» **What to do**: Every record here should be printed again exactly.

» **Entries supplied**:

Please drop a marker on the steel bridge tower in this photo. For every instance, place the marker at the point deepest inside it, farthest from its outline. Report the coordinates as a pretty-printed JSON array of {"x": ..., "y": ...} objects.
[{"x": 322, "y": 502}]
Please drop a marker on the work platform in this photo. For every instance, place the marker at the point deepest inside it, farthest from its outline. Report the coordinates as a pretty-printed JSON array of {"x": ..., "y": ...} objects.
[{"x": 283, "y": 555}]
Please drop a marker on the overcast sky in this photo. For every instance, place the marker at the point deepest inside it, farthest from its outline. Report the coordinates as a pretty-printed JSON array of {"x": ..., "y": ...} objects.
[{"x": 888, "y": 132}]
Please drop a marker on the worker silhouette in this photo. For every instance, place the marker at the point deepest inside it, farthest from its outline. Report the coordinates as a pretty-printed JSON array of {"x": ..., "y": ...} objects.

» **The completed task**:
Please drop a marker on the steel bridge tower in this photo. For every instance, place the marker at the point deepest inside it, farthest from its outline. Report the coordinates as a pretty-printed JSON array of {"x": ..., "y": ...} objects.
[{"x": 322, "y": 502}]
Please drop a marker on the work platform in this photo. For every instance, place the marker at the point deepest inside it, farthest from its outline. Report the coordinates as a pretty-printed JSON array of {"x": ..., "y": ...} objects.
[{"x": 283, "y": 555}]
Please drop a marker on the overcast sky in this photo. For every instance, place the marker at the point deepest inside it, farthest from its outline. Report the coordinates as a pretty-printed JSON array of {"x": ..., "y": ...} objects.
[{"x": 888, "y": 132}]
Please drop a marker on the worker silhouette in this photo. For every instance, place the marker at the point deepest inside it, farthest from its outline. Report the coordinates as a pretty-printed JSON array of {"x": ..., "y": ...} objects.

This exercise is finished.